> _TASK REQUIREMENTS_:
Write the entries below out again exactly; any picture in them stays out.

> _MATERIAL FOR THIS TASK_:

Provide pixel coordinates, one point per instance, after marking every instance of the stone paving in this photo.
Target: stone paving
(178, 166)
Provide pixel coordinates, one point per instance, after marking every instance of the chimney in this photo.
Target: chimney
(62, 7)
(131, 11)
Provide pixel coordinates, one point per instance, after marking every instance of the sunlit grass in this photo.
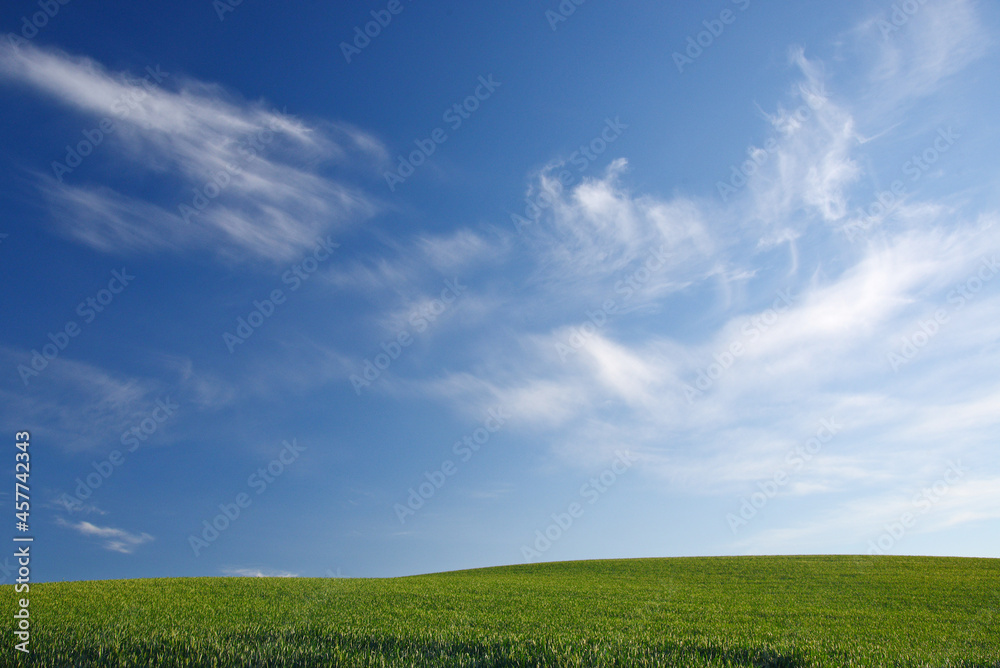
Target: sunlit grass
(735, 611)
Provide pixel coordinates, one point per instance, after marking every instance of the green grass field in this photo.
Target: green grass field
(727, 611)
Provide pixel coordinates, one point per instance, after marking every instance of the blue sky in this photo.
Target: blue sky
(496, 284)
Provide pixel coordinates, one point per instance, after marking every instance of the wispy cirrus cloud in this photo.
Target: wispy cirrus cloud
(112, 539)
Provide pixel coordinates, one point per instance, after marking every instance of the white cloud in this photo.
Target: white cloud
(272, 200)
(115, 540)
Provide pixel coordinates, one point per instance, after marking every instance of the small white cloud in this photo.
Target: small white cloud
(116, 540)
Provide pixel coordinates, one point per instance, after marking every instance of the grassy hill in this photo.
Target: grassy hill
(726, 611)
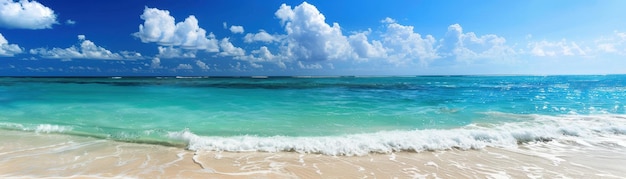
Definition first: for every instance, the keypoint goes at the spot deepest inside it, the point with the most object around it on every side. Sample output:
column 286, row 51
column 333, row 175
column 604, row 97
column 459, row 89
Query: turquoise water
column 338, row 115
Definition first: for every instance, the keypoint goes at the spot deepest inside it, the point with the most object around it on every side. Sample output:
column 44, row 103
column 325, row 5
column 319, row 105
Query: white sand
column 26, row 154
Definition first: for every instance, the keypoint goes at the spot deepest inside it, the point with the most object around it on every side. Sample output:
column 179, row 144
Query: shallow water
column 333, row 116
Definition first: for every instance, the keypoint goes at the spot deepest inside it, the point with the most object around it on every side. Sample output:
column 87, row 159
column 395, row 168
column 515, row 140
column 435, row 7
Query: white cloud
column 8, row 50
column 468, row 46
column 160, row 27
column 70, row 22
column 262, row 36
column 309, row 66
column 404, row 46
column 26, row 14
column 309, row 38
column 264, row 53
column 86, row 50
column 202, row 65
column 235, row 29
column 156, row 63
column 388, row 20
column 228, row 49
column 131, row 55
column 364, row 48
column 184, row 67
column 561, row 48
column 173, row 52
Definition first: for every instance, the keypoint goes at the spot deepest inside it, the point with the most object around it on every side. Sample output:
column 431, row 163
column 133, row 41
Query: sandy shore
column 30, row 155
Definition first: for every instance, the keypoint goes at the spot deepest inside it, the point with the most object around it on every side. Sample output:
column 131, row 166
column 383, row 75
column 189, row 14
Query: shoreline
column 32, row 155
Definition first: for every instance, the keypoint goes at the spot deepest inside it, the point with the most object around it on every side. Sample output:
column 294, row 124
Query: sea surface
column 323, row 115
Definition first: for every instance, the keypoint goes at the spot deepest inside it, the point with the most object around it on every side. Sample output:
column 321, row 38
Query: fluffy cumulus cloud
column 309, row 37
column 202, row 65
column 364, row 49
column 86, row 50
column 468, row 46
column 160, row 27
column 235, row 29
column 546, row 48
column 173, row 52
column 26, row 14
column 405, row 46
column 262, row 36
column 228, row 49
column 8, row 50
column 184, row 67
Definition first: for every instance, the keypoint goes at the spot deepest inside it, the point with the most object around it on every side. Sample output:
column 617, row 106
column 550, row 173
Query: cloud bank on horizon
column 305, row 43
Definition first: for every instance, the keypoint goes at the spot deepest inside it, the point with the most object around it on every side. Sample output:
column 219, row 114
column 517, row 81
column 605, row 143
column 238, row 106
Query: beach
column 336, row 127
column 28, row 155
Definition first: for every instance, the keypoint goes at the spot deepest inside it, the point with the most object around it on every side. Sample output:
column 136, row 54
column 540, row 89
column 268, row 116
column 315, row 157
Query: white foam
column 48, row 128
column 588, row 128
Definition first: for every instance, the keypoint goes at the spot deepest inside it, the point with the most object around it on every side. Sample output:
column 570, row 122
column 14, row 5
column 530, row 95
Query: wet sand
column 30, row 155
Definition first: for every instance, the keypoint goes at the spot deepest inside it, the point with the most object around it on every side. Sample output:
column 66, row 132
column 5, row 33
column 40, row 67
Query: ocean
column 332, row 116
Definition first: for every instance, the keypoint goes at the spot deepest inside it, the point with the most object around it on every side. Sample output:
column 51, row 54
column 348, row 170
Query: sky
column 311, row 38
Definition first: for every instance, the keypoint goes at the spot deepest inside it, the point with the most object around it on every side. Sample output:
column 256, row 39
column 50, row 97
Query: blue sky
column 242, row 38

> _RESULT OF THIS EXERCISE_:
Provide pixel coordinates, one point per instance, after marking every instance of the stone paving in this photo.
Target: stone paving
(178, 166)
Provide pixel coordinates, one point per instance, after marking every instance of the chimney in this photo.
Target: chimney
(62, 7)
(131, 11)
Provide pixel coordinates, one point per instance, after marking every instance of the sunlit grass in this photo.
Target: sunlit grass
(735, 611)
Provide pixel coordinates, one point per instance, after marking every instance of the green grass field in this photo.
Target: green grass field
(727, 611)
Provide pixel coordinates, one point per instance, after marking every instance of the blue sky in this photo.
Target: blue sky
(496, 284)
Provide pixel coordinates, one point per instance, after marking every instance of the wispy cirrus cloud in this photo.
Target: wispy cirrus cloud
(112, 539)
Provide pixel coordinates, one point per instance, after marking every instance of the white cloud in this photo.
Target: white cloud
(272, 200)
(115, 540)
Provide pixel coordinates, one point per instance, after marking every instance of the small white cloud in this photo.
Target: small white cloud
(116, 540)
Provide pixel coordinates, one point per instance, after marking every instance of the grassy hill in this photo.
Target: grassy hill
(726, 611)
Definition first: for every instance, the keypoint goes at the spot deepest inside it, the point with the most object around it on every side. Sample output:
column 286, row 51
column 333, row 175
column 604, row 97
column 459, row 89
Query: turquoise water
column 338, row 115
Definition first: for every instance, the keypoint goes at the spot deepest inside it, the point with the most object around it on every side. Sample output:
column 44, row 103
column 325, row 5
column 319, row 105
Query: white sand
column 26, row 154
Definition first: for every instance, the keypoint goes at the spot deepest inside it, the point with the most object around it on every side. Sample output:
column 179, row 144
Query: shallow water
column 333, row 116
Definition first: for every instance, the keypoint goes at the spot deepest inside it, the point with the most object around it on every side. Sample output:
column 87, row 159
column 395, row 168
column 515, row 140
column 435, row 7
Query: white cloud
column 8, row 50
column 468, row 46
column 160, row 27
column 70, row 22
column 262, row 36
column 309, row 66
column 404, row 46
column 26, row 14
column 309, row 38
column 264, row 53
column 86, row 50
column 202, row 65
column 235, row 29
column 156, row 63
column 388, row 20
column 228, row 49
column 131, row 55
column 364, row 48
column 184, row 67
column 561, row 48
column 173, row 52
Definition first: for every instance, the keypoint goes at the spot deepest inside it, the point with the most object around it on every side. Sample output:
column 431, row 163
column 133, row 41
Query: sandy shore
column 30, row 155
Definition first: for every instance, the keypoint goes at the spot deepest inside it, the point with the most object around it on every side. Sample output:
column 131, row 166
column 383, row 75
column 189, row 14
Query: shoreline
column 32, row 155
Definition first: for every instance, the keypoint goes at the spot deepest inside it, the point with the most object around it on every side. Sample output:
column 294, row 124
Query: sea surface
column 323, row 115
Definition first: for every instance, the keypoint goes at the spot deepest inside it, the point with the most object around it on every side. Sample output:
column 321, row 38
Query: fluffy cumulus cloud
column 309, row 37
column 202, row 65
column 364, row 49
column 86, row 50
column 468, row 46
column 160, row 27
column 235, row 29
column 546, row 48
column 173, row 52
column 26, row 14
column 405, row 46
column 262, row 36
column 228, row 49
column 8, row 50
column 184, row 67
Definition first: for every instance, the keypoint goes at the spot deepest inside it, the point with the most object around it on every side. Sample output:
column 617, row 106
column 550, row 173
Query: cloud bank on horizon
column 305, row 43
Definition first: for every instance, the keypoint goes at the spot deepest inside it, the point with the most object around it on every side. Sample output:
column 219, row 114
column 517, row 81
column 605, row 143
column 238, row 106
Query: beach
column 336, row 127
column 28, row 155
Definition first: for every instance, the keypoint goes at the spot deepest inside it, the point with the most object around it on every side. Sample output:
column 136, row 54
column 540, row 89
column 268, row 116
column 315, row 157
Query: white foam
column 48, row 128
column 588, row 128
Definition first: for every instance, the keypoint goes at the spot deepest inside it, the point with the most object around it on every side. Sample output:
column 570, row 122
column 14, row 5
column 530, row 95
Query: wet sand
column 30, row 155
Definition first: for every instance, the keypoint goes at the spot deepest inside it, the point with the most object around it on every side. Sample output:
column 66, row 132
column 5, row 33
column 40, row 67
Query: ocean
column 332, row 116
Definition first: for every instance, the keypoint goes at the spot deepest inside it, the point with the most object around it on every side. Sample output:
column 51, row 54
column 348, row 170
Query: sky
column 311, row 38
Definition first: for every instance, the keypoint goes at the spot deepest inside it, the point with the most object around it on every side. Sample output:
column 256, row 39
column 50, row 97
Query: blue sky
column 242, row 38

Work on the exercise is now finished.